▸ **EXERCISE TASK**:
Everything from the line that contains "Wanted | a point on the flat" through the last line of the listing must be copied exactly, with both of those lines included and no others.

(Data extracted from a collection)
- - - -
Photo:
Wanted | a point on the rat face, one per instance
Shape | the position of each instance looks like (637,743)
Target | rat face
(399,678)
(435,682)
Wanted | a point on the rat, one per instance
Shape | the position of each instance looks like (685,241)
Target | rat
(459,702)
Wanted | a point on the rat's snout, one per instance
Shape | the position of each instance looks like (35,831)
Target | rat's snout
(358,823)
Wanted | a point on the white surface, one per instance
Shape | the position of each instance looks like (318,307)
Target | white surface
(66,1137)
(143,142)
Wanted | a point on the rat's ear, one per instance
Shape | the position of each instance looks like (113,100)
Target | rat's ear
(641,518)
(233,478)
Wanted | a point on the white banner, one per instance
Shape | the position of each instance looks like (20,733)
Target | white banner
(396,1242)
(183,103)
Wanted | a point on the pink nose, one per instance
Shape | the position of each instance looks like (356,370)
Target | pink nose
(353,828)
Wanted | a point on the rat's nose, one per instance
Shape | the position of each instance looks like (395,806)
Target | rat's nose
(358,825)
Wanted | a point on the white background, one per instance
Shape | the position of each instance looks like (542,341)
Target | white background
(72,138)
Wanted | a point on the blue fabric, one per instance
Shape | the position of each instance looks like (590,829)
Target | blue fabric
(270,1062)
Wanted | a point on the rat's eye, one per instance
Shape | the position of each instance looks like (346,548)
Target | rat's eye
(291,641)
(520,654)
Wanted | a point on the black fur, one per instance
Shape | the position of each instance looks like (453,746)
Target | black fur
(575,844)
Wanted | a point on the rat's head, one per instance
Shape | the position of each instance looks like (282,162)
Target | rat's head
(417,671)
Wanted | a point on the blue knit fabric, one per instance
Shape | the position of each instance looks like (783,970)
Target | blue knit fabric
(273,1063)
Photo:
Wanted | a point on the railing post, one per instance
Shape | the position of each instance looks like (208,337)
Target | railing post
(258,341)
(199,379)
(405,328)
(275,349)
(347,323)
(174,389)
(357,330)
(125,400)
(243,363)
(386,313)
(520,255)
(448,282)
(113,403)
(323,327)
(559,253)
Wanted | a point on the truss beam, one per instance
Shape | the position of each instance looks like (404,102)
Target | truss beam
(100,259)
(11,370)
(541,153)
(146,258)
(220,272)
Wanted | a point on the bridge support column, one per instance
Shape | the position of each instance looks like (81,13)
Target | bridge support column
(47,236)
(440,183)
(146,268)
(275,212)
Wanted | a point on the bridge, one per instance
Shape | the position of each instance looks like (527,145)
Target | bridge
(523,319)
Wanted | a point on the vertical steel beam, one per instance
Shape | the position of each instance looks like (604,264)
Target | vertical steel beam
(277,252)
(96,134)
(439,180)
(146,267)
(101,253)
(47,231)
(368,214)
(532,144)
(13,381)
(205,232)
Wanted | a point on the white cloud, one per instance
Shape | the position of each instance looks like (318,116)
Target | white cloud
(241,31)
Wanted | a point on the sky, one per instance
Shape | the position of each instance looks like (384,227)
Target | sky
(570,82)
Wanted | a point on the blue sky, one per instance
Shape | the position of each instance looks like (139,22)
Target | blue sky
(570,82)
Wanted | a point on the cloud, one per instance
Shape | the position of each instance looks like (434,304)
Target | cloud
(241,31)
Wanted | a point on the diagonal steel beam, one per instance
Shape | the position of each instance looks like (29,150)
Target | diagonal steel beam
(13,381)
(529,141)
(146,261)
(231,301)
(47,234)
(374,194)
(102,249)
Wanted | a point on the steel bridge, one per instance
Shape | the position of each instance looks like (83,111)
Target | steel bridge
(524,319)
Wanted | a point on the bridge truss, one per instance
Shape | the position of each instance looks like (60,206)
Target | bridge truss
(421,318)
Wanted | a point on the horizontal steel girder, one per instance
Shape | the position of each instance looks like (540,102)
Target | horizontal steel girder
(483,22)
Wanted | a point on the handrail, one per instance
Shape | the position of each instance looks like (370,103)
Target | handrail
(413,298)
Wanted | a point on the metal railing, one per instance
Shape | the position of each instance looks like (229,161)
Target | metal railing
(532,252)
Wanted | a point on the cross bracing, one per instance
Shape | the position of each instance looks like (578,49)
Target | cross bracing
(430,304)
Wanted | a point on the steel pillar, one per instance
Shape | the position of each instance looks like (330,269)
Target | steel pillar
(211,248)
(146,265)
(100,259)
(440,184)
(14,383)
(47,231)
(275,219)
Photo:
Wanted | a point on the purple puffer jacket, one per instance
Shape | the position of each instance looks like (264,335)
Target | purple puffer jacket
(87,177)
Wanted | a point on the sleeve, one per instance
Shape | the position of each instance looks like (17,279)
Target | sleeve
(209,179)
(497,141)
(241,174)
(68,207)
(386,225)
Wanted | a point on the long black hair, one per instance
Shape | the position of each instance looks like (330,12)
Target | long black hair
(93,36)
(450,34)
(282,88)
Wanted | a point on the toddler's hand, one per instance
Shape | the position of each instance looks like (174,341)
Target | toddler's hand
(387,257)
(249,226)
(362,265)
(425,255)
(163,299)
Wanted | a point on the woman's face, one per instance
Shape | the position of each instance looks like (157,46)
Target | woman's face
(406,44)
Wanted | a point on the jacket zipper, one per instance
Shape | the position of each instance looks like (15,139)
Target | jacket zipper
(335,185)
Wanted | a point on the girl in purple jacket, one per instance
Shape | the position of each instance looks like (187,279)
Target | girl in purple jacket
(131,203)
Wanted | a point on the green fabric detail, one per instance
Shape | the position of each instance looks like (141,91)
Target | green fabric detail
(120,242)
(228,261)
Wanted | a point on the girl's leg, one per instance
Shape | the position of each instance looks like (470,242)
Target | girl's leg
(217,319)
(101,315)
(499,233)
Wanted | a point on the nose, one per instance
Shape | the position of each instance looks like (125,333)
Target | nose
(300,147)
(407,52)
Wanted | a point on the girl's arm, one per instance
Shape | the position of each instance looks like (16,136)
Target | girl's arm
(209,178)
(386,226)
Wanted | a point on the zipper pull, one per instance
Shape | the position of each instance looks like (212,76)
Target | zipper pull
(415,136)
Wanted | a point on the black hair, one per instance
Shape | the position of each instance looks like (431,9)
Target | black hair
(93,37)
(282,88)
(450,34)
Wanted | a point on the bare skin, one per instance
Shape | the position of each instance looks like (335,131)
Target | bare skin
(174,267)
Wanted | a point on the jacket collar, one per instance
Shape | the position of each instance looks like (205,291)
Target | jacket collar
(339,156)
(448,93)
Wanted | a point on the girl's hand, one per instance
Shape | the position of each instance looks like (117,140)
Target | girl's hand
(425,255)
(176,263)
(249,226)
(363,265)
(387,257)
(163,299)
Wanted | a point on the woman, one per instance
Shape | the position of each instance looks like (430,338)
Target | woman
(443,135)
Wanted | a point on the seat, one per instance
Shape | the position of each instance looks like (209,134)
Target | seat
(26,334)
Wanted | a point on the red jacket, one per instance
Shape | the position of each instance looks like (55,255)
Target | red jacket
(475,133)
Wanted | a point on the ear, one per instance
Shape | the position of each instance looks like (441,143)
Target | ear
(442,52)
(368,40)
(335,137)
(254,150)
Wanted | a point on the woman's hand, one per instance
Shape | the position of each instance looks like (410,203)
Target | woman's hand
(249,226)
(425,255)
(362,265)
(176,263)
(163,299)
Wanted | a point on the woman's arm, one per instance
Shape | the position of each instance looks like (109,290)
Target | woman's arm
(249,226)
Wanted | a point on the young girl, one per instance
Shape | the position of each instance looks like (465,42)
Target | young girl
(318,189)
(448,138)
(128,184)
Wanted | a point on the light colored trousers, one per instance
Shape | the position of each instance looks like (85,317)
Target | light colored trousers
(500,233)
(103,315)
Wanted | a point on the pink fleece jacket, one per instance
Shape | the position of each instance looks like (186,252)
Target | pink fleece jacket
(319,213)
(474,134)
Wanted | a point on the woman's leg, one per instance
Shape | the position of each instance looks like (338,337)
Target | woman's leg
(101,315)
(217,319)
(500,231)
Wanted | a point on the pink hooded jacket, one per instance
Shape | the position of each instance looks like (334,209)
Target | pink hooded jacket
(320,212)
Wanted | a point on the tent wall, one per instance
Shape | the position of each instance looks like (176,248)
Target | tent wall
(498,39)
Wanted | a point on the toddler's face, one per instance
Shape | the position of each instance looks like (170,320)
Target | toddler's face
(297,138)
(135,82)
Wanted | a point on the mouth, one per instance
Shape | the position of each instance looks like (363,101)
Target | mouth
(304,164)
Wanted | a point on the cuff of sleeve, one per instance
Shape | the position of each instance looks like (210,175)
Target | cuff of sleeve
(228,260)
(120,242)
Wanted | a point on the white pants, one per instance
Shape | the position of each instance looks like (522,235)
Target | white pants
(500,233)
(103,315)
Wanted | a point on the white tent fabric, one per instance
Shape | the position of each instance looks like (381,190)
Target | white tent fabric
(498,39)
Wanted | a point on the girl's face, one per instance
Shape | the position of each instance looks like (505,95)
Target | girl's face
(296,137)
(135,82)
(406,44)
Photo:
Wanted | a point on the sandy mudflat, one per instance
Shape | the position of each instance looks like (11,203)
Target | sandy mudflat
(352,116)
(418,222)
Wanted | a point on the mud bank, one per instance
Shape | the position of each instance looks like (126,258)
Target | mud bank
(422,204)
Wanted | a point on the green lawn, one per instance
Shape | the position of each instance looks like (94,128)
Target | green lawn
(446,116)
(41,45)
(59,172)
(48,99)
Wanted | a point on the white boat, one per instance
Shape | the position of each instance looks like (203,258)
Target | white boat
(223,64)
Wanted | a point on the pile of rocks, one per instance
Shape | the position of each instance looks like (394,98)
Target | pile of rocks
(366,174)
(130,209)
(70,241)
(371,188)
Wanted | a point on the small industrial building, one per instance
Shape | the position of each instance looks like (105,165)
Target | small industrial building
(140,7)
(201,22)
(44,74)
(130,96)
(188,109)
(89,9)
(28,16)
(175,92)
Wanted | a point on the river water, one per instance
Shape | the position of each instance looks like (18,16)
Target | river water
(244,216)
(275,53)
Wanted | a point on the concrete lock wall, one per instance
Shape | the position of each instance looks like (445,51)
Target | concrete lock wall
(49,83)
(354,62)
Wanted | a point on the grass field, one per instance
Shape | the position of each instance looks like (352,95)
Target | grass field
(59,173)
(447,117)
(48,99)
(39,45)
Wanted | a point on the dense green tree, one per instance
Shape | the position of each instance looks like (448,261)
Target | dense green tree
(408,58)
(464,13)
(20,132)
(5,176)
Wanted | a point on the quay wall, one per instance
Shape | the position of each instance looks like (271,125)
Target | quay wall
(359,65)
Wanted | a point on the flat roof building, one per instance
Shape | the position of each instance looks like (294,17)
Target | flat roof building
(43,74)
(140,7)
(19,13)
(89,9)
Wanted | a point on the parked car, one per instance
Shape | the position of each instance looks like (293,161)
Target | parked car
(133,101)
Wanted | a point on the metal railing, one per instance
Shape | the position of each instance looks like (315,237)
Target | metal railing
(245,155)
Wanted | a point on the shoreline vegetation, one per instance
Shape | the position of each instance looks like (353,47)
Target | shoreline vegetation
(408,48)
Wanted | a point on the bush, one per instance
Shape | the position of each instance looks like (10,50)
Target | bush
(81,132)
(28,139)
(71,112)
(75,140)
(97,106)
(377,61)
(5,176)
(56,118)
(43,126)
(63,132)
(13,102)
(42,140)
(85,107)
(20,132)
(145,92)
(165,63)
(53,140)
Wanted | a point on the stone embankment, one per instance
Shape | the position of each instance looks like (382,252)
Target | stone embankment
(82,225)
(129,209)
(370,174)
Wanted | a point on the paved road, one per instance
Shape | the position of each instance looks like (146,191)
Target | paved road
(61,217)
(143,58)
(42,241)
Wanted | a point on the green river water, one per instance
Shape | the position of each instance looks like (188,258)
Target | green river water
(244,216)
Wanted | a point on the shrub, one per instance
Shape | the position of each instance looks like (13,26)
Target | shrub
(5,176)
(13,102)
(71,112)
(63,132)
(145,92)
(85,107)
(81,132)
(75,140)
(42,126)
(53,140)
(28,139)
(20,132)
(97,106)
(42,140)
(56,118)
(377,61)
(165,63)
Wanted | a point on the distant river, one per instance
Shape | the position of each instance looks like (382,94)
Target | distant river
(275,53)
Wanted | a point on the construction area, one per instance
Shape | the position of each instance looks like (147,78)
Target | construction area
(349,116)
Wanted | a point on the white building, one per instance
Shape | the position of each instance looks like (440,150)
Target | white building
- - - -
▸ **OUTPUT OF THE EXERCISE**:
Wanted | a point on the flat roof building, one per instance
Shape | the position of each instance looks like (294,17)
Target | flat roof building
(43,74)
(140,7)
(19,13)
(89,9)
Wanted | a point on the parked car, one per instance
Shape | the position of each instance looks like (293,161)
Target | parked car
(133,101)
Wanted | a point on the metal railing, one per instance
Shape | the position of each instance looks like (315,237)
Target | metal railing
(245,155)
Wanted | a point on the shoreline vegetation, one per instance
Shape | the position of each instance looks like (353,47)
Target | shoreline vegetation
(408,48)
Wanted | a point on the bush, one per instance
Shape | the position of each instance looks like (10,50)
Target | bush
(81,132)
(28,139)
(71,112)
(75,140)
(97,106)
(377,61)
(5,176)
(56,118)
(43,126)
(63,132)
(13,102)
(42,140)
(85,107)
(20,132)
(145,92)
(165,63)
(53,140)
Wanted | a point on the stone embankment, one per instance
Shape | the position of each instance looks like (382,252)
Target | stone embankment
(82,225)
(129,209)
(370,174)
Wanted | a point on the paved road, one per instance
Shape | the position of each instance looks like (146,191)
Target | paved road
(61,217)
(143,58)
(42,241)
Wanted | a point on the green river water, one per instance
Shape | the position of each instance looks like (188,258)
Target | green river water
(244,216)
Wanted | a point on the shrub, one per instance
Shape | the position of each instance looks like (13,26)
Target | shrub
(5,176)
(13,102)
(71,112)
(63,132)
(145,92)
(85,107)
(81,132)
(75,140)
(42,126)
(53,140)
(28,139)
(20,132)
(97,106)
(42,140)
(56,118)
(377,61)
(165,63)
Wanted | a point on the distant river, one per instance
Shape | the position of each instance looks like (382,94)
Target | distant river
(275,53)
Wanted | a point on the construction area, one per instance
Shape | the position of each instance looks like (147,78)
Target | construction area
(349,116)
Wanted | a point on the white building, one per instance
Shape | the position of each instance looks like (440,150)
Target | white building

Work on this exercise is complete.